>> BEGIN MATERIAL

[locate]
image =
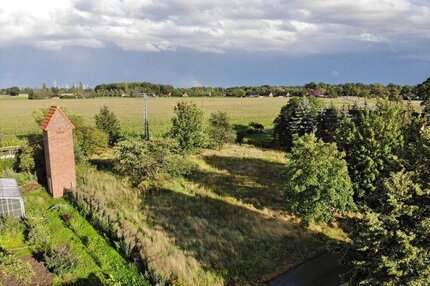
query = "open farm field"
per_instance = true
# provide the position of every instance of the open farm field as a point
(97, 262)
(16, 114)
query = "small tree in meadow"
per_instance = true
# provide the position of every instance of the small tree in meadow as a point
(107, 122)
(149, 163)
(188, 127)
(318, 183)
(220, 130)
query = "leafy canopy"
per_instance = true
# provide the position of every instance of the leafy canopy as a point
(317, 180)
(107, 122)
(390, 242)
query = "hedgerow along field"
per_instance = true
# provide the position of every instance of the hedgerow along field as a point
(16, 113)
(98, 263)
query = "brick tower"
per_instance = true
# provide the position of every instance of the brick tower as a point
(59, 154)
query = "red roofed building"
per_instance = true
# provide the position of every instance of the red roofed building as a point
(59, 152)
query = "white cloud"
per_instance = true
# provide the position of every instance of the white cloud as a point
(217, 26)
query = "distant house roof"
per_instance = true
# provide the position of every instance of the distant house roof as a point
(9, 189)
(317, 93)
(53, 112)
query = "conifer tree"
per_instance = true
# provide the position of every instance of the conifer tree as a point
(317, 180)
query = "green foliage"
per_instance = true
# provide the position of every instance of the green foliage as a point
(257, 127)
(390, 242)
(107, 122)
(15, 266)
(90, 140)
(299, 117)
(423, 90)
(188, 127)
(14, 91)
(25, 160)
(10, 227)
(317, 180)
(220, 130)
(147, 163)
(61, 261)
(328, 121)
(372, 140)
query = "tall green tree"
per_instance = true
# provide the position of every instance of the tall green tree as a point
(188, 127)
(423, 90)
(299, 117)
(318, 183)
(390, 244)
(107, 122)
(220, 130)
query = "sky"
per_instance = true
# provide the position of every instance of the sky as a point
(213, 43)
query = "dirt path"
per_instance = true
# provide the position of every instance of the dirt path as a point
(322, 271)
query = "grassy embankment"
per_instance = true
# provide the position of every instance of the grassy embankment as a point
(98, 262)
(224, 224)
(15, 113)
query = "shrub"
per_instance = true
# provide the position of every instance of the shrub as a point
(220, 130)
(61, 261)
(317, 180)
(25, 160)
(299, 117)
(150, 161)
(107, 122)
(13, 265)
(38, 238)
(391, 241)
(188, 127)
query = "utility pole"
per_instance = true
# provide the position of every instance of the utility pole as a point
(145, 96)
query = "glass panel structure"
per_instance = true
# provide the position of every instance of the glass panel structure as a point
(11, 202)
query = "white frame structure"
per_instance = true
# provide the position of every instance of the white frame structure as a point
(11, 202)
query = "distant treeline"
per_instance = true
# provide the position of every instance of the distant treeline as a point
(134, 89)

>> END MATERIAL
>> BEGIN MATERIAL

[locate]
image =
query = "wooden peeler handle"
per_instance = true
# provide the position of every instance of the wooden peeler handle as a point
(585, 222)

>> END MATERIAL

WHAT YOU SHOULD DO: Pull out each line of the data above that contains "distant" and copy it. Case matters.

FINAL ANSWER:
query = "distant house roof"
# provide the position of every instance of the distant house roof as a point
query = "distant treeline"
# provide the position of every instance of the distant treeline as a point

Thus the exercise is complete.